INSTRUCTIONS:
• 1. Answer these questions about the Thanksgiving memoir, each on its own line:
(a) Which two dishes did the mother assign the narrator?
(b) Who took over making the turkey once the celebration moved?
(c) How much dessert did the father take?
• 2. Write what comes next in the Thanksgiving memoir, beginning after its final sentence.

===== TEXT PROVIDED

For many years after I left home, that was all I ever had to make for our extended family’s Thanksgiving meal.

Among my parents’ six children, I was known as the one who could not/would not cook. So, my mother gave me the two assignments she thought I could handle.

For cranberry sauce, I followed the directions on the bag of fresh cranberries. (Put sugar, cranberries and water in a pot, then boil.)

Mom provided step-by-step guidance on how to make old-fashioned sweet potatoes. (Peel and boil the potatoes; add lots of brown sugar, butter and a little salt; bake.)

Easy-peasy, but I knew I was still capable of messing it up.

My dad was the arbiter of whether the Thanksgiving spread passed muster, and it was obvious how much he cared. Usually health-conscious, he was a different man on Thanksgiving. He’d heap his plate to an improbable height, then go back for seconds and thirds. Dessert was one of everything.

Every year, I was jittery until my red and orange food made it onto his fork and down his gullet. He usually complimented my efforts, but I always imagined I would become The Daughter Who Ruined Thanksgiving.

I didn’t actually do that until after his death. But more on that later.

As happens in the passage of life, eventually my mother could no longer manage the big meal and crowd. My home was large enough to handle a mediumsized horde and centrally located. Instead of traveling over the river and through the woods to my parents’ house, we moved the celebration to my home in the suburbs.

All the taste buds in the family rebelled at the thought of losing my mom’s turkey, giblet gravy and old-timey sage dressing, so my sister, Kathy, took over that job. She lived down the street from me and used her oven to create a stuffed bird just like my mom’s. Every year, my brother-in-law carried it to our door just in time for my husband to carve it up and place it on a platter surrounded by potluck side dishes.

==========
===== DATA LINES

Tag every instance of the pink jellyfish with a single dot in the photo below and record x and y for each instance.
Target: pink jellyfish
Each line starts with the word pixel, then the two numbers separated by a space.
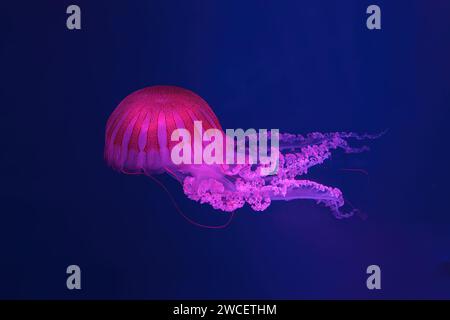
pixel 138 140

==========

TASK-BY-TASK ANSWERS:
• 1.
(a) Cranberry sauce and old-fashioned sweet potatoes.
(b) The narrator's sister, Kathy.
(c) One of everything.

• 2.
As our younger generation moved into adulthood and acquired significant others, we needed two turkeys. I promised to take care of one and ordered a smoked turkey to join Kathy’s masterpiece. It was love at first wishbone, and we’ve had smoked turkey almost every year since. More on that later.

Sweet potatoes and cranberry sauce stayed in my wheelhouse, but I added special chocolate chip cookies (from a recipe in a decades-old De Soto schoolteachers’ cookbook) and Cowboy Bread, a recipe culled from the Daily News Democrat, circa 1980.

Those embellishments became family favorites: Look at that, the kiddos were making new traditions.

My dad died in 2009 and Thanksgiving hasn’t been the same since. I miss seeing his teetering tower of food, his appreciation of the family traditions, his overall delight in the day of gluttony. But a tiny little sliver of my brain doesn’t miss the pressure I felt to make it all perfect.

It sure wasn’t perfect in 2010. That’s the year Kathy celebrated the day elsewhere and didn’t deliver her turkey. I thought I had ordered a smoked turkey – a 20-pounder, our biggest ever – but didn’t realize until just before meal time that the bird I had driven 45 minutes to pick up and then store in my fridge was a raw turkey that had to be cooked instead of just warmed up.

The menu that day was sweet potatoes, cranberry sauce, the side dishes and desserts others had brought, and … lunch meat.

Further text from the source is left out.